<<<<

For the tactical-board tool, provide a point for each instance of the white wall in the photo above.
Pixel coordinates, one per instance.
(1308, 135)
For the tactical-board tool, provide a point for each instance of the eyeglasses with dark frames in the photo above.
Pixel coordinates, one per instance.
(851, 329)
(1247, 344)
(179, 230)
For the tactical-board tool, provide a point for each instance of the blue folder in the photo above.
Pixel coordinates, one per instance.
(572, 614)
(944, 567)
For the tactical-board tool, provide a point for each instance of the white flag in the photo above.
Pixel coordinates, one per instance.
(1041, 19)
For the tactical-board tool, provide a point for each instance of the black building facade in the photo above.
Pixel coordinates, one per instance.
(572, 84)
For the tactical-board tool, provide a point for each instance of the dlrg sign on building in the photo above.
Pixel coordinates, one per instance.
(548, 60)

>>>>

To do - Please copy each line from the material above in which the string "building" appears.

Problem solution -
For the tactical-board tool, provide a point for each instance of the black building facade in the photo above.
For the tactical-board tool, provide a point for each instance of the dlrg sign on building in the photo above.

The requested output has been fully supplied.